— begin EXCERPTED PASSAGE —

Basketball at the Summer Olympics has been a sport for men consistently since 1936. 
Prior to its inclusion as a medal sport, basketball was held as a demonstration event in 1904. Women's basketball made its debut in the Summer Olympics in 1976. FIBA organizes both the men's and women's FIBA World Olympic Qualifying Tournaments and the Summer Olympics basketball tournaments, which are sanctioned by the IOC.

The United States is by far the most successful country in Olympic basketball, with United States men's teams having won 16 of 19 tournaments in which they participated, including seven consecutive titles from 1936 through 1968. United States women's teams have won 8 titles out of the 10 tournaments in which they competed, including seven in a row from 1996 to 2020. Besides the United States, Argentina is the only nation still in existence who has won either the men's or women's tournament. The Soviet Union, Yugoslavia and the Unified Team are the countries no longer in existence who have won the tournament. The United States are the defending champions in both men's and women's tournaments.

On 9 June 2017, the Executive Board of the International Olympic Committee announced that 3x3 basketball would become an official Olympic sport as of the 2020 Summer Olympics in Tokyo, Japan, for both men and women.

History
Basketball was invented by James Naismith in Springfield, Massachusetts, in 1891. Within a few decades, the new game became popular throughout the United States as an indoor sport. The popularity spread overseas and the International Basketball Federation (FIBA) was organized in 1932 in Geneva, Switzerland. The Young Men's Christian Association (YMCA) had a big part in the spread of this sport to many countries, and as many as 21 teams competed in the first Olympic basketball tournament.

American dominance
Thanks in part to the effort of Phog Allen—a Kansas Jayhawks collegiate coach—the first Olympic basketball tournament was organized in the 1936 Berlin Olympics on outdoor tennis courts. Dr. Naismith presented the medals to the top three teams. According to the Olympic rules of that time, all of the competitors were amateurs. The tournament was held indoors for the first time in 1948. The American team proved its dominance, winning the first seven Olympic tournaments through 1968, without losing a single game. While the Americans were barred from sending a team that contained players from the professional National Basketball Association, they instead sent in college players; teams from some other countries sent in their best players, as some of their players were classified as "amateur" by FIBA, by earning allowances instead of wages.

Munich and after
The U.S. winning streak ended in 1972 in one of the most controversial matches in history, when the Soviet Union beat them in the gold-medal game by one point.

— end EXCERPTED PASSAGE —

* [GIVEN TASK A]:
Go through the rows below and keep only those that contain the word "shirt".

— begin RECORD EXCERPTS —

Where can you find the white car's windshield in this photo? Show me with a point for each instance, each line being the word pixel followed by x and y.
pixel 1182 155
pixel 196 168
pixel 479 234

— end RECORD EXCERPTS —
— begin RECORD EXCERPTS —

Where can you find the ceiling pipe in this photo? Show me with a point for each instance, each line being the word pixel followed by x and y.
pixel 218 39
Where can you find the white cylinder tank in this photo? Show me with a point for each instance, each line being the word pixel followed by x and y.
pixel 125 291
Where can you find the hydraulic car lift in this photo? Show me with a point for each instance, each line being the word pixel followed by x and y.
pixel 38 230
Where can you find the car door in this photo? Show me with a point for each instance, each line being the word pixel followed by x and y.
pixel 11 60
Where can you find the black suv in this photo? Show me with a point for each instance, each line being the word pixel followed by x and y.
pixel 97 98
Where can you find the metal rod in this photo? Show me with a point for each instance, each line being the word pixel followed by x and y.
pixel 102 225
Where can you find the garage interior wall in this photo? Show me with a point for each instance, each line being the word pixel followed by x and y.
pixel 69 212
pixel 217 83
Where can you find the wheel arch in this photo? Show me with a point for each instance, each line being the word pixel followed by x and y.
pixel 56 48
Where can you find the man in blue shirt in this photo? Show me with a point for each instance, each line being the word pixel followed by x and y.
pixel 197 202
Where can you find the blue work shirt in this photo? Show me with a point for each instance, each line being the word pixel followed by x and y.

— end RECORD EXCERPTS —

* [GIVEN TASK B]:
According to the passage on Olympic basketball, which countries that no longer exist have won the tournament? List them all.

* [EXERCISE ANSWER A]:
Where can you find the man in blue shirt in this photo? Show me with a point for each instance, each line being the word pixel followed by x and y.
Where can you find the blue work shirt in this photo? Show me with a point for each instance, each line being the word pixel followed by x and y.

* [EXERCISE ANSWER B]:
The Soviet Union, Yugoslavia, and the Unified Team.